(Extracted data entries)
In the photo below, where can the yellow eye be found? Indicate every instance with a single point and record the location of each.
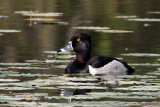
(78, 39)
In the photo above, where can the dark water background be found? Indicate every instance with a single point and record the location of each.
(32, 41)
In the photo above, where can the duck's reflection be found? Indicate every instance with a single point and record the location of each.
(67, 92)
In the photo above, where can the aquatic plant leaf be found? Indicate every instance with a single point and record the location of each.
(36, 14)
(53, 23)
(144, 20)
(1, 16)
(22, 12)
(9, 80)
(60, 66)
(120, 95)
(65, 56)
(15, 88)
(57, 61)
(42, 19)
(34, 61)
(140, 54)
(144, 64)
(9, 31)
(91, 28)
(114, 31)
(154, 12)
(126, 17)
(136, 76)
(16, 64)
(1, 69)
(28, 68)
(76, 103)
(81, 87)
(139, 88)
(55, 52)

§ EXERCISE INSTRUCTIONS:
Would you set down each line of the data exactly, with no images included?

§ WORKED SOLUTION:
In the photo below, where can the yellow eye be found? Indicate every instance with a single point and record the location of each.
(78, 39)
In the photo above, where can the dark water background be found? Indicate every instance with a single point and record the location of each.
(32, 41)
In the photo above, where can the duck's reflection be found? Indicate every instance with a single point and record the location of each.
(67, 92)
In the photo above, where can the aquatic plant leaf be found? Indicate every instance with a single point and record the location of each.
(36, 14)
(53, 23)
(144, 20)
(1, 16)
(22, 12)
(9, 80)
(60, 66)
(120, 95)
(65, 56)
(15, 88)
(57, 61)
(42, 19)
(34, 61)
(140, 54)
(144, 64)
(9, 31)
(91, 28)
(114, 31)
(154, 12)
(126, 17)
(136, 76)
(16, 64)
(1, 69)
(28, 68)
(76, 103)
(81, 87)
(139, 88)
(55, 52)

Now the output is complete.